Problem details -
Count the lines below that contain the string "green", matching case exactly. Reply with the number only.
+++
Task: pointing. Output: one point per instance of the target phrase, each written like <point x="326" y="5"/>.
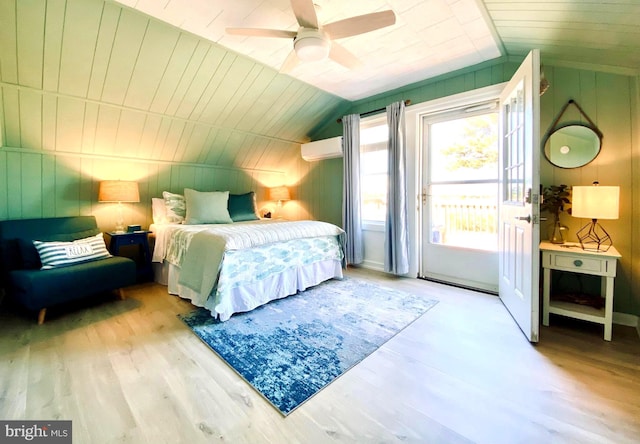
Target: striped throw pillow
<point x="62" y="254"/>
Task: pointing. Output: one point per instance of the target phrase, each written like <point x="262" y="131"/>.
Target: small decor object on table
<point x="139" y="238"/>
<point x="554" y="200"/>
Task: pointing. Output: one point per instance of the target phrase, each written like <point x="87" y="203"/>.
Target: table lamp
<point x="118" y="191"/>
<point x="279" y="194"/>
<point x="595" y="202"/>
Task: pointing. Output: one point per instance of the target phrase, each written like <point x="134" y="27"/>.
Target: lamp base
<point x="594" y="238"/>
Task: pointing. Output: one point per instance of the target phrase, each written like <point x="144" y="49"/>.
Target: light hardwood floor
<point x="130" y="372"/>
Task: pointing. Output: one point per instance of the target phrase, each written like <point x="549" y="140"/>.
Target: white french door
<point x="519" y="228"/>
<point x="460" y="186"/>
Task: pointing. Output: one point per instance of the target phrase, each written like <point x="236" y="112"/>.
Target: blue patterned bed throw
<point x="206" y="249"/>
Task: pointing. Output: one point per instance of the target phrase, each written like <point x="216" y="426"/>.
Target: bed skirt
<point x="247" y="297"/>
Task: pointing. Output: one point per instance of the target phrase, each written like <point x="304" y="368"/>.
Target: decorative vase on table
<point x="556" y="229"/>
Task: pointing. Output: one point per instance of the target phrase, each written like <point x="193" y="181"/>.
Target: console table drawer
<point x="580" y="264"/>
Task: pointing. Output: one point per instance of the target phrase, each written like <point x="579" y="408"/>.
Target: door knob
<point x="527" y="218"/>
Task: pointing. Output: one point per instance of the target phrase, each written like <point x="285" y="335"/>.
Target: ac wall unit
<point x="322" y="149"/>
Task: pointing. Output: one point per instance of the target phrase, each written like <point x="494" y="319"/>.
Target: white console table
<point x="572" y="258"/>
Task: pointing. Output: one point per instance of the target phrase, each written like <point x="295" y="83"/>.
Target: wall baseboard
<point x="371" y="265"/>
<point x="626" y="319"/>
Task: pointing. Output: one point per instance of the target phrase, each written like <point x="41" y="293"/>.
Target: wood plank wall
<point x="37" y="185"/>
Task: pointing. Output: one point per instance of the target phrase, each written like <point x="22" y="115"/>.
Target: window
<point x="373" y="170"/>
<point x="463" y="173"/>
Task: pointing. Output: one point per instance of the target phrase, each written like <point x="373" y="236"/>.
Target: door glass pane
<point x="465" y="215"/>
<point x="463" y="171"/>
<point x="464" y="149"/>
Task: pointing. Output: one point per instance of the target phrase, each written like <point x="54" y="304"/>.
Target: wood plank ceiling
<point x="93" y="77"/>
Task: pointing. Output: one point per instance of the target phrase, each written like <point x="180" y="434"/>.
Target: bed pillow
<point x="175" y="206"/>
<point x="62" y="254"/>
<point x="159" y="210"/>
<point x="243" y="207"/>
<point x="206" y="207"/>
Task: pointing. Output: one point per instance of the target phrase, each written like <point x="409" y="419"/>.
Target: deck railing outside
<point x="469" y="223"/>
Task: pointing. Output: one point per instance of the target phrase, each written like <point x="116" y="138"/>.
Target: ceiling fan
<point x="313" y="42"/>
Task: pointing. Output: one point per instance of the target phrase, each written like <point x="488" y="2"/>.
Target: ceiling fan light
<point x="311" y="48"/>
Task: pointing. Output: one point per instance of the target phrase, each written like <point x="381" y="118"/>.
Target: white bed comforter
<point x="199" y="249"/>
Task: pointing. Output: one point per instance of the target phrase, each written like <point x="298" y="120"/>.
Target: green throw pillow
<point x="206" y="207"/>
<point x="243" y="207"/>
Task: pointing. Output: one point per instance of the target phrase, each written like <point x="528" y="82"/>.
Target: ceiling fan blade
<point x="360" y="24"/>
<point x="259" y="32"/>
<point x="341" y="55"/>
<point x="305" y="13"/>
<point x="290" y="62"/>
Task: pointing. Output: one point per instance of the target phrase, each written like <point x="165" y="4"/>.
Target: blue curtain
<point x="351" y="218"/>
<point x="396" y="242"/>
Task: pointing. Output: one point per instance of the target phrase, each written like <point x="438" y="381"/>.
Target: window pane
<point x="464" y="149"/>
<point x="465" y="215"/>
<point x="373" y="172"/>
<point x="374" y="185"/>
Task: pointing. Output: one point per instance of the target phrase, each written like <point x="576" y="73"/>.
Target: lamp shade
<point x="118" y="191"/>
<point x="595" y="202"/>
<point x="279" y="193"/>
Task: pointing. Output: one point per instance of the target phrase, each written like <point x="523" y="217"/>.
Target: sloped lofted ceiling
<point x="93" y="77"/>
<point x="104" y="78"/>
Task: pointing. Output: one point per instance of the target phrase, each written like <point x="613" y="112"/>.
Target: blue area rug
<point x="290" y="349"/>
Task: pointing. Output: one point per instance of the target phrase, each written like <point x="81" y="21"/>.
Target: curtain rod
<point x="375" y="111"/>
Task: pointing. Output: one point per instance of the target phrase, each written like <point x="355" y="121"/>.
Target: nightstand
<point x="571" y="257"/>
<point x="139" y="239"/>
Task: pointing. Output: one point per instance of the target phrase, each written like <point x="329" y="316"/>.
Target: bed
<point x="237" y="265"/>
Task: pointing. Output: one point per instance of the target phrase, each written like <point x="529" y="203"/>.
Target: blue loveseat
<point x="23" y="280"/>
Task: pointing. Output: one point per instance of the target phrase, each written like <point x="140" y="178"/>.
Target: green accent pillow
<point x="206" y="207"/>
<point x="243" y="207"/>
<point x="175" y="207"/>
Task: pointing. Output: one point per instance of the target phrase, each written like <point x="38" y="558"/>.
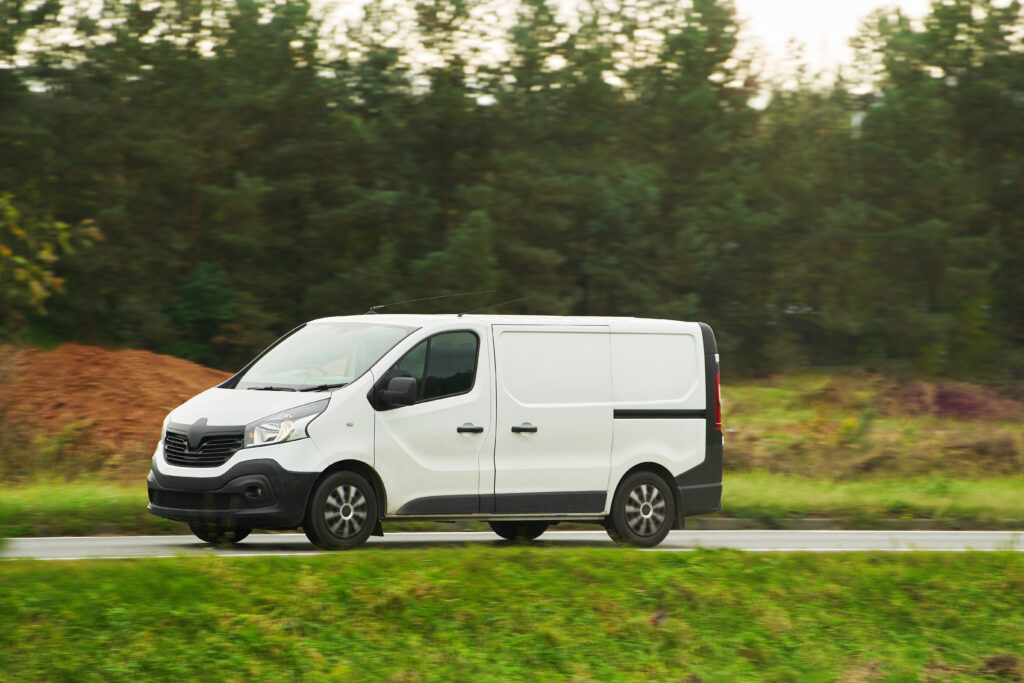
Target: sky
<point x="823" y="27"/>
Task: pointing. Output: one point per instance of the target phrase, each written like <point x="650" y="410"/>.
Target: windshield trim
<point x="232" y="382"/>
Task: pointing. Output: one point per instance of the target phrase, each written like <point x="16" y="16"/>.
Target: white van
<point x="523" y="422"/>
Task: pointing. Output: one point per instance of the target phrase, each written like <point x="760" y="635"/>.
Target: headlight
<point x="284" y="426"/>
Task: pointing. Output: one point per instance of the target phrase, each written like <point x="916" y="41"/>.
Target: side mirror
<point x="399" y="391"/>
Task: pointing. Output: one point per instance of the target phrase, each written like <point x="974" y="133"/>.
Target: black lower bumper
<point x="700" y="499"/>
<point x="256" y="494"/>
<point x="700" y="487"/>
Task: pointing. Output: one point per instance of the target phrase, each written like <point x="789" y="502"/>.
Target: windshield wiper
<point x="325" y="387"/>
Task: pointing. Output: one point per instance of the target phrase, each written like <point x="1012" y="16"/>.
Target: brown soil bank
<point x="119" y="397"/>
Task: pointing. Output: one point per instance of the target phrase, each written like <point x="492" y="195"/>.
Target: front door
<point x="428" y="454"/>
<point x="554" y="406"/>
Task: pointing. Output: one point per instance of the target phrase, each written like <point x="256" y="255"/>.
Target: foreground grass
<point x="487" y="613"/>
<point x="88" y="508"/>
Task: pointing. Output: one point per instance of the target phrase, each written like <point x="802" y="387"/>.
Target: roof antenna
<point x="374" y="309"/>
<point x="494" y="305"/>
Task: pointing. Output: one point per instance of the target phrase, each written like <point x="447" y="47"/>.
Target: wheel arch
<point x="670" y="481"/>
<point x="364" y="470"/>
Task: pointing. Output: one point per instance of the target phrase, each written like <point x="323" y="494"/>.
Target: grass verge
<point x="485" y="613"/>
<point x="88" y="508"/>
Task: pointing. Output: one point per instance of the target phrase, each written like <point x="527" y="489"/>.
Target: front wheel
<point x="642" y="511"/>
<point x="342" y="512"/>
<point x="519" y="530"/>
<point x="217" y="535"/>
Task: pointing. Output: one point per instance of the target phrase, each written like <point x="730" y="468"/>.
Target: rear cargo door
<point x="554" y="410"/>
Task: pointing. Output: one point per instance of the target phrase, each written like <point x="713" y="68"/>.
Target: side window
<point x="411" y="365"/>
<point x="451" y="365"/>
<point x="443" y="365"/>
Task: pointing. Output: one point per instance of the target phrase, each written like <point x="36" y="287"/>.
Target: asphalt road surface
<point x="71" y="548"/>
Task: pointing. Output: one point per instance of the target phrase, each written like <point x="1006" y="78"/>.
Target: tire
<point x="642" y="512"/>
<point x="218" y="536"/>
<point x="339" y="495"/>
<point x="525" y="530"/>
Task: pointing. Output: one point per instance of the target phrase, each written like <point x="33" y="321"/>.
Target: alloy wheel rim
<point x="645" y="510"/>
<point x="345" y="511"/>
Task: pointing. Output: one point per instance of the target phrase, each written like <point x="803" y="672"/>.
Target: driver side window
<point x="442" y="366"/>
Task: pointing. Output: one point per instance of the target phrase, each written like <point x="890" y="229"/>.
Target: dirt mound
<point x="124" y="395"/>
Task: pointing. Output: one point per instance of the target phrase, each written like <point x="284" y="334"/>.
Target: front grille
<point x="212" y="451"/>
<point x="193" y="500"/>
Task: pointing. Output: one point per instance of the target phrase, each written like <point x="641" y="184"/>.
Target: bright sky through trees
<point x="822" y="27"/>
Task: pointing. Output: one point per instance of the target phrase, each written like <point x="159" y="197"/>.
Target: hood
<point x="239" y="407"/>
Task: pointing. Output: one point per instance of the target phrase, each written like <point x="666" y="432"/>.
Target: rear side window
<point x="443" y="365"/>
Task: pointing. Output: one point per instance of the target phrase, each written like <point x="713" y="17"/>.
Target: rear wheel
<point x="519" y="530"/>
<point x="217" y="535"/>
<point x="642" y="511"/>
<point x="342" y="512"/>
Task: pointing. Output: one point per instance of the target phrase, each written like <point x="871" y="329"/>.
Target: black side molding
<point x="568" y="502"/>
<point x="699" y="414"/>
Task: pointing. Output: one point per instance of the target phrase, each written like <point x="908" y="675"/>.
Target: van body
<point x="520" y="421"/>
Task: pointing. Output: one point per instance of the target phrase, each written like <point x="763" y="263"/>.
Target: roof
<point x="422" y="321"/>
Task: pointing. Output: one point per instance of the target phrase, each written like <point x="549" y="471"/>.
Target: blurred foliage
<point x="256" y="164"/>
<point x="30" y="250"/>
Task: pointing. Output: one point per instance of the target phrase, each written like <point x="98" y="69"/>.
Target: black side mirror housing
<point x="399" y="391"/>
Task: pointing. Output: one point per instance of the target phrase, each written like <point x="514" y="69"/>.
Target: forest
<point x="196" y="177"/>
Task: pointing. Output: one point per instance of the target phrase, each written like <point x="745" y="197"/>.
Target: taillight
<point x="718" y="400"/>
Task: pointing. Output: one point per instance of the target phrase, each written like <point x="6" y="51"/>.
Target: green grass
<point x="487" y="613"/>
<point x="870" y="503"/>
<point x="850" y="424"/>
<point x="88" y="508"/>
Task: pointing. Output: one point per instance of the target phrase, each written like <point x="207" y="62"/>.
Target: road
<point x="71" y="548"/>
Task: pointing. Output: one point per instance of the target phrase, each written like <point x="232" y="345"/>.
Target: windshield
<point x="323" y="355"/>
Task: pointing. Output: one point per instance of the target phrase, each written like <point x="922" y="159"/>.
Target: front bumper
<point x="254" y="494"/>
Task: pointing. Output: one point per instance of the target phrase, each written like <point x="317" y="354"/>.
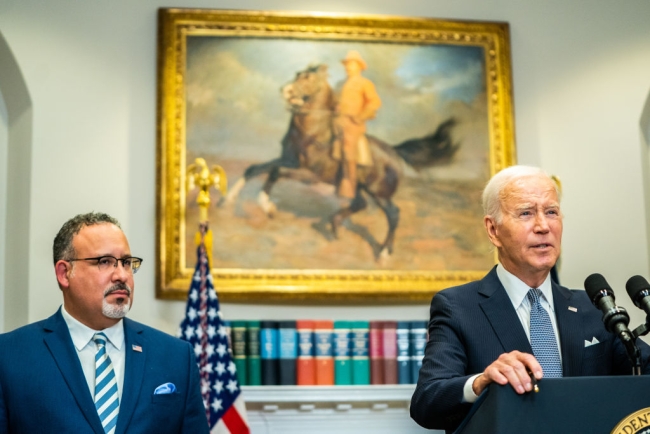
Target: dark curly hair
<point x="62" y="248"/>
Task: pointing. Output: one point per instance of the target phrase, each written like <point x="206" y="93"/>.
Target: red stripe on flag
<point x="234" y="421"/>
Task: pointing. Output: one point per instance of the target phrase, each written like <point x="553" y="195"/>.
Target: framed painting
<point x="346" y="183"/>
+++
Result below -
3